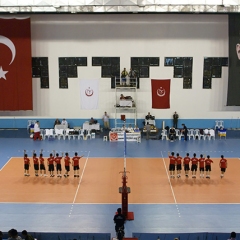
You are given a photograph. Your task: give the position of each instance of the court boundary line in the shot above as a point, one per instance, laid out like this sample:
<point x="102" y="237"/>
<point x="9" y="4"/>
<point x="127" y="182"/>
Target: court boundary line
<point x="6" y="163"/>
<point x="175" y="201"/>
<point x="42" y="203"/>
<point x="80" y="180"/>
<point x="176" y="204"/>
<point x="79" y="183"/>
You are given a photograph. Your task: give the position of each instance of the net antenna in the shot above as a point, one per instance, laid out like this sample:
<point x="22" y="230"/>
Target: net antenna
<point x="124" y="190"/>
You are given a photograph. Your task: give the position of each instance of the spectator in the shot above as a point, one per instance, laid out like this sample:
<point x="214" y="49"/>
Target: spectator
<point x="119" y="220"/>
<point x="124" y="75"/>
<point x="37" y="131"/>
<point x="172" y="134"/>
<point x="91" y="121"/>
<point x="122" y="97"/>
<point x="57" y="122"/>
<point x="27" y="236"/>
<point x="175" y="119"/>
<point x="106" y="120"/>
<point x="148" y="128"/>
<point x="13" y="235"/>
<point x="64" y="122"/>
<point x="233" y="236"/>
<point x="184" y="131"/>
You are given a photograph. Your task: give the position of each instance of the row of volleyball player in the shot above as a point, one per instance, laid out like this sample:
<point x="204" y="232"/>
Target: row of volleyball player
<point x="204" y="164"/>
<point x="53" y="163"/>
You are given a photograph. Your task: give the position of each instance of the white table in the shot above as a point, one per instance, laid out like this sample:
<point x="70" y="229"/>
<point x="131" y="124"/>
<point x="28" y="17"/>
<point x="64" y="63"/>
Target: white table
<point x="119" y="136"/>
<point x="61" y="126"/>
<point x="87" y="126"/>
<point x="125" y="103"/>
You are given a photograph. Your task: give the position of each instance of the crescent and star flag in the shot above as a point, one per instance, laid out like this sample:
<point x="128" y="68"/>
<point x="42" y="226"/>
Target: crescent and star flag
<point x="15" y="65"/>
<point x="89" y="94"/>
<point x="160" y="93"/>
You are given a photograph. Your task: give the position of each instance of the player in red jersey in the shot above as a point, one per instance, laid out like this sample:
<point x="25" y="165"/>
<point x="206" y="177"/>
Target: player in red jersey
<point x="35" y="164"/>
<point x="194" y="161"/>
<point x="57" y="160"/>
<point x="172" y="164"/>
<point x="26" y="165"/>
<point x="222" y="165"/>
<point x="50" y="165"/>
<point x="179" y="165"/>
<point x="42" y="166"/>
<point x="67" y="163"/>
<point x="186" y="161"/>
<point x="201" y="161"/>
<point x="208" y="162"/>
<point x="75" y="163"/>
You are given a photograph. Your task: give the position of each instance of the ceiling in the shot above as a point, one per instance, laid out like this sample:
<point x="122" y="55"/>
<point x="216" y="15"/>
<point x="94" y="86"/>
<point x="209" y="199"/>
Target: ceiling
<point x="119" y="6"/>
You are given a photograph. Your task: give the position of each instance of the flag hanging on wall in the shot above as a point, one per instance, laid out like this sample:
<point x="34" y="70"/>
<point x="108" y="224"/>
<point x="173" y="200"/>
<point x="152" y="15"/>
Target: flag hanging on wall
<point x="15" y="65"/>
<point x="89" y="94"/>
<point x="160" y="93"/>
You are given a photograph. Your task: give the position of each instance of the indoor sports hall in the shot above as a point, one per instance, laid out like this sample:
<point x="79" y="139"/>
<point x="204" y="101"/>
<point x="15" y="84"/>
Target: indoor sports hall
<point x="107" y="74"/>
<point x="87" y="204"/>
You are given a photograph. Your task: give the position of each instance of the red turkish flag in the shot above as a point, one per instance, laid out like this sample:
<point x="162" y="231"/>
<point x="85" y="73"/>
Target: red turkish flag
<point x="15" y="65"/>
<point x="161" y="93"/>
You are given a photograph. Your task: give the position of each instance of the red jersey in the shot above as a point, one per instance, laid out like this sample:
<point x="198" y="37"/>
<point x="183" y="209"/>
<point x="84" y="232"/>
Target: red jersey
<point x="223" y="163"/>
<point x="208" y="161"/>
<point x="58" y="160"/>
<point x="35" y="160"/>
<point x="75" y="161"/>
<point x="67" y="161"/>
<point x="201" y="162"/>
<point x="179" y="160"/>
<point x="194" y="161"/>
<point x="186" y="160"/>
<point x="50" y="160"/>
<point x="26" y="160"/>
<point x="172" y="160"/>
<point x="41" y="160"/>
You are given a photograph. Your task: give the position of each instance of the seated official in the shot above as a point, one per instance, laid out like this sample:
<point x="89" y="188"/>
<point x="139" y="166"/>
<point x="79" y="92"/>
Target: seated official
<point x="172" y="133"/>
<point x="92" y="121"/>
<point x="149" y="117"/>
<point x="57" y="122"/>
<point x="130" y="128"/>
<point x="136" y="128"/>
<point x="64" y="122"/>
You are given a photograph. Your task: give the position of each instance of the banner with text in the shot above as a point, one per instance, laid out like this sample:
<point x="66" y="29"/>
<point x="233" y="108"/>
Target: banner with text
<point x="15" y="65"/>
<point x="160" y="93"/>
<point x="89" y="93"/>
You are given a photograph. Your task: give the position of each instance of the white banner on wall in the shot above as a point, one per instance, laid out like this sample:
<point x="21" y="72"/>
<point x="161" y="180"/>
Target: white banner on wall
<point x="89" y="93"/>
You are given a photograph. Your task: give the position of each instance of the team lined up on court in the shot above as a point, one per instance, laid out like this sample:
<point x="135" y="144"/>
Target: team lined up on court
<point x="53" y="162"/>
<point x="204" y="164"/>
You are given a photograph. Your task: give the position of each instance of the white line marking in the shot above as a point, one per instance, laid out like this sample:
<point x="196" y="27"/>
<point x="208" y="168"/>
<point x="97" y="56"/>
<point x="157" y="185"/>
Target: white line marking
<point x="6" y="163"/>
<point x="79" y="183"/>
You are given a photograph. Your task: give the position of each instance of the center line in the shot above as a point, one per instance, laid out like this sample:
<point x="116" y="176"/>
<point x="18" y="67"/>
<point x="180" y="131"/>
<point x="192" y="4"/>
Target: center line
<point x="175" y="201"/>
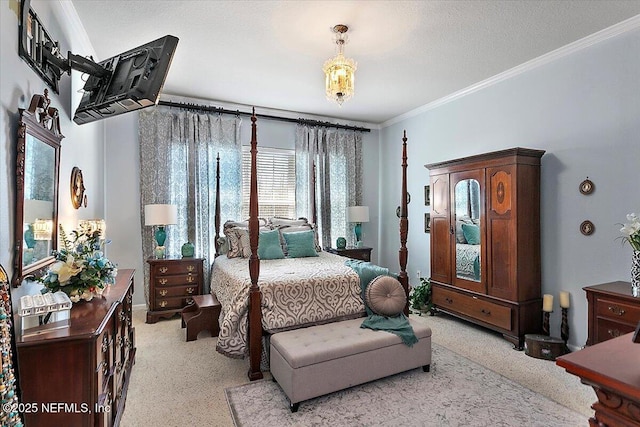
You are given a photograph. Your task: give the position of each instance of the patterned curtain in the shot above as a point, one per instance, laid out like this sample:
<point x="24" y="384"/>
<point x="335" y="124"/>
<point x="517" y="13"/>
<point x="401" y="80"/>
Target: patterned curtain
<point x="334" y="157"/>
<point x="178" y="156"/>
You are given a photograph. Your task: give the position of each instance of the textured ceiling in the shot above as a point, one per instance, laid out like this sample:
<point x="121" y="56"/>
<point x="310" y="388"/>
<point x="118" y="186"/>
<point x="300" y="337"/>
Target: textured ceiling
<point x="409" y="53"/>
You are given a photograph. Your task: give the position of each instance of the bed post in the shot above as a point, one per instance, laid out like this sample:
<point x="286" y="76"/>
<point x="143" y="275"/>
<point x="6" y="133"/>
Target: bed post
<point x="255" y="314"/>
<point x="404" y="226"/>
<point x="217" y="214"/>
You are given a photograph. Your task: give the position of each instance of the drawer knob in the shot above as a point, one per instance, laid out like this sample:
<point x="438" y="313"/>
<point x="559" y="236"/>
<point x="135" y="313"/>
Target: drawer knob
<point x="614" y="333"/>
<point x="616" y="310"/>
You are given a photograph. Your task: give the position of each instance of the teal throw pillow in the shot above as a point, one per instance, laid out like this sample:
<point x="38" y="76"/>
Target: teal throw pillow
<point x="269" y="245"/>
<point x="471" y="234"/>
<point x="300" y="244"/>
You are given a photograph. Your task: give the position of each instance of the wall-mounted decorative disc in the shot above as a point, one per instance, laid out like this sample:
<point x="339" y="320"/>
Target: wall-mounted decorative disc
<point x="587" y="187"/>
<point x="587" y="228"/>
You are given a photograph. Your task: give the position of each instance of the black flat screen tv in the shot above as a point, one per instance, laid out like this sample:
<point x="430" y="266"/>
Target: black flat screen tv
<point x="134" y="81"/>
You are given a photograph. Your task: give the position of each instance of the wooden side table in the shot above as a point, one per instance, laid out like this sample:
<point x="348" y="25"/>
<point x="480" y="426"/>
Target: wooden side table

▸ Exercise prompt: Given the word "wooden", show every line of the records that contains it.

▸ Task solution:
You are given a photograph. Your task: give the position of each instance of the wooden side table in the shot above as a point, one per instance, laid out like this sample:
Target: wooden side table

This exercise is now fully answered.